### Selected passage:
###

The confirmed Plan contemplates that Stratosphere will continue its
ongoing operations. The Plan provides for a restructuring of the debts of
Stratosphere, and it provides for a redistribution of all of its equity.
Creditors will receive the distributions provided under the Plan as approved by
the Confirmation Order. Distributions will be made out of cash on hand and cash
flow generated by the ongoing operations of the business. When the Plan
eventually becomes effective (the "Effective Date") after receipt of all
regulatory approvals including from the Nevada State Gaming authorities (which
is expected to occur before the end of the year), the existing board of
directors will be reconstituted with new directors as chosen by the majority
owners of Stratosphere's outstanding First Mortgage Notes.

###

### Recorded data:
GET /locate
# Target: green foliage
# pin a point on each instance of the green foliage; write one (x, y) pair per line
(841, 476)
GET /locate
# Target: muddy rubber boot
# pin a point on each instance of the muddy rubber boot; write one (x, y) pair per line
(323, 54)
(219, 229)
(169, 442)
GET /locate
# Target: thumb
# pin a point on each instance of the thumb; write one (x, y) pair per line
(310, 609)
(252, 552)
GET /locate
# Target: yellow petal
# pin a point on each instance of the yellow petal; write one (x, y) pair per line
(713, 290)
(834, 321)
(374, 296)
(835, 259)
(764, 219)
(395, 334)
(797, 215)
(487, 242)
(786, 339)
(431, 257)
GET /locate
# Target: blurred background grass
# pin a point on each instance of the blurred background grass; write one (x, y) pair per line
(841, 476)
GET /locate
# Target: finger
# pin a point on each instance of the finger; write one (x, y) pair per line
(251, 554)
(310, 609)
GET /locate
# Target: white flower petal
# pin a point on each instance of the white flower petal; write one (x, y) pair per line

###

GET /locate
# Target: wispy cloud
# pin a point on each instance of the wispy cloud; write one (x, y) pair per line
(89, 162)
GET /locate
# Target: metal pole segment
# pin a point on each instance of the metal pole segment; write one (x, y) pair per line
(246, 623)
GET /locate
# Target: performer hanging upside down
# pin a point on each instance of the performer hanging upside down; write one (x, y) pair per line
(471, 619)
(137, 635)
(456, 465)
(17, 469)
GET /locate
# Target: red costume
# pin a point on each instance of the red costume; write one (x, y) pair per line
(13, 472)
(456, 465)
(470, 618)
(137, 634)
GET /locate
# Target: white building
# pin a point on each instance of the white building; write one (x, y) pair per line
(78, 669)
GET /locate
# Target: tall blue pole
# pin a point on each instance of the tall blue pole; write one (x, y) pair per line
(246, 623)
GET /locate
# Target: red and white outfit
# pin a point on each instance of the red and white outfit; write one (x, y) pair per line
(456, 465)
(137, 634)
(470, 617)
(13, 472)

###

### To do:
1. Answer these from the passage on Stratosphere's confirmed Plan:
(a) From what sources will distributions to creditors be made?
(b) Which authorities are named as one of the sources of required regulatory approval before the Effective Date?
(c) Who will choose the new directors when the board is reconstituted?
2. Extend the passage on Stratosphere's confirmed reorganization Plan, picking up after its final sentence.

### Responses to the exercise:
1.
(a) Cash on hand and cash flow generated by the ongoing operations of the business.
(b) The Nevada State Gaming authorities.
(c) The majority owners of Stratosphere's outstanding First Mortgage Notes.

2.
In summary, the Plan provides for the following to occur: All existing
equity interests in Stratosphere (including all outstanding common stock) will
be canceled and terminated. The First Mortgage Notes also will be extinguished
on the Effective Date. Holders of the First Mortgage Notes will receive their
pro rata distribution of 2,030,000 shares of new common stock in consideration
for the secured portion of their claims either on the Effective Date (or, with
respect to any Noteholder required to obtain the approval of the Nevada State
Gaming authorities, on receipt of such approval), and will be treated as general
unsecured creditors for the balance of their claims. Wage claims, benefit plan
contribution claims, customer deposit claims, secured tax claims and
miscellaneous secured claims are unimpaired under the Plan and will receive
payment in full as provided therein. Certain capital lease claims are impaired
and the terms of such leases are being modified pursuant to the Plan. General
unsecured creditors will receive pro rata recoveries from a fund of $6,000,000
to be paid out on the Effective Date or as soon thereafter as practicable.
While Stratosphere's board of directors will change and a new CEO will
be appointed on the Effective Date of the Plan, Stratosphere's employees and its
continued operations will be unaffected by confirmation of the Plan.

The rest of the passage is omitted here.